ECLI:NL:RBZUT:2011:BU7791

Rechtbank Zutphen

Datum uitspraak
7 december 2011
Publicatiedatum
5 april 2013
Zaaknummer
11/1456 PRBESL
Instantie
Rechtbank Zutphen
Type
Uitspraak
Procedures
  • Eerste aanleg - enkelvoudig
Rechters
  • M. Groverman
Vindplaatsen
  • Rechtspraak.nl
AI samenvatting door LexboostAutomatisch gegenereerd

Niet-ontvankelijkheid beroep inzake projectbesluit gemeentewerf Heerde

In deze zaak heeft de Rechtbank Zutphen op 7 december 2011 uitspraak gedaan in een geschil tussen de Vereniging tot Bescherming van het Heerder Landschapsschoon en het college van burgemeester en wethouders van de gemeente Heerde. De eiseres, de Vereniging tot Bescherming van het Heerder Landschapsschoon, heeft beroep ingesteld tegen een projectbesluit dat betrekking heeft op de bouw van een gemeentewerf aan de Veldweg te Heerde. De rechtbank heeft geoordeeld dat het beroep van eiseres niet-ontvankelijk is. Dit oordeel is gebaseerd op de overweging dat het projectbesluit noch zelfstandig appellabel was, noch in samenhang met een bouwvergunning, die ten tijde van het nemen van het bestreden besluit nog niet was verleend. De rechtbank heeft vastgesteld dat, hoewel de bouwvergunning inmiddels was verleend, eiseres geen rechtsmiddelen had aangewend tegen deze vergunning, wat de ontvankelijkheid van het beroep niet veranderde.

# # #

▶ [Korte opdracht a] Som alle regels uit de records hieronder letterlijk op waarin de tekenreeks "this" voorkomt.

[Voorbeelden van puntlabeling]

# # #

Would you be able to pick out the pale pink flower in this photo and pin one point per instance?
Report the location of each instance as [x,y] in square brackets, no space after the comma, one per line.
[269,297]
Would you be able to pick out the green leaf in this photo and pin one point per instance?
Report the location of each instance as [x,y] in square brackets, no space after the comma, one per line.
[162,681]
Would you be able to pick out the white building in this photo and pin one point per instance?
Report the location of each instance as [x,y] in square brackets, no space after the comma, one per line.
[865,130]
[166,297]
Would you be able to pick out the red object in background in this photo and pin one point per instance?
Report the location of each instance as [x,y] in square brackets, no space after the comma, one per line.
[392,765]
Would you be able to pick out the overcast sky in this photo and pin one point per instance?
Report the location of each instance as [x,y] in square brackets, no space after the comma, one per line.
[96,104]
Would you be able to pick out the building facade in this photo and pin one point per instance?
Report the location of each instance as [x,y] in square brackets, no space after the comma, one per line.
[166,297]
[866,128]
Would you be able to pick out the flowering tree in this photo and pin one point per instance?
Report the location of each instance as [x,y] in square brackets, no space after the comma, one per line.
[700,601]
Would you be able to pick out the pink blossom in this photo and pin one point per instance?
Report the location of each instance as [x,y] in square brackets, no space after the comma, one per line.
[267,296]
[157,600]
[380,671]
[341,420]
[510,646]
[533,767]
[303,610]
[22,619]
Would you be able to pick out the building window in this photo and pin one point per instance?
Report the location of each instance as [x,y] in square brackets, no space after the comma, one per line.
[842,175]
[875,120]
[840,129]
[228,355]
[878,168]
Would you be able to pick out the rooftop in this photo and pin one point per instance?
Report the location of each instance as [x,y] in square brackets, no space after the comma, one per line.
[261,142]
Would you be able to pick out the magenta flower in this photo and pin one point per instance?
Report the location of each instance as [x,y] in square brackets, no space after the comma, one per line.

# # #

▶ [Korte opdracht b] Bepaal van elk van de volgende beweringen of die overeenkomt met de tekst over de gemeentewerf in Heerde, en onderbouw elk ja of nee met de doorslaggevende woorden uit de tekst, letterlijk geciteerd. (i) De rechtbank deed op 5 april 2013 uitspraak. (ii) Het projectbesluit betreft de bouw van een gemeentewerf aan de Veldweg te Heerde. (iii) Eiseres heeft rechtsmiddelen aangewend tegen de bouwvergunning.

▶ [Volledig antwoord a]
Would you be able to pick out the pale pink flower in this photo and pin one point per instance?
Would you be able to pick out the green leaf in this photo and pin one point per instance?
Would you be able to pick out the white building in this photo and pin one point per instance?
Would you be able to pick out the red object in background in this photo and pin one point per instance?
Would you be able to pick out the overcast sky in this photo and pin one point per instance?
Would you be able to pick out the building facade in this photo and pin one point per instance?
Would you be able to pick out the flowering tree in this photo and pin one point per instance?
Would you be able to pick out the pink blossom in this photo and pin one point per instance?
Would you be able to pick out the building window in this photo and pin one point per instance?
Would you be able to pick out the rooftop in this photo and pin one point per instance?
Would you be able to pick out the magenta flower in this photo and pin one point per instance?

▶ [Volledig antwoord b]
(i) Nee: "op 7 december 2011 uitspraak gedaan"
(ii) Ja: "de bouw van een gemeentewerf aan de Veldweg te Heerde"
(iii) Nee: "eiseres geen rechtsmiddelen had aangewend tegen deze vergunning"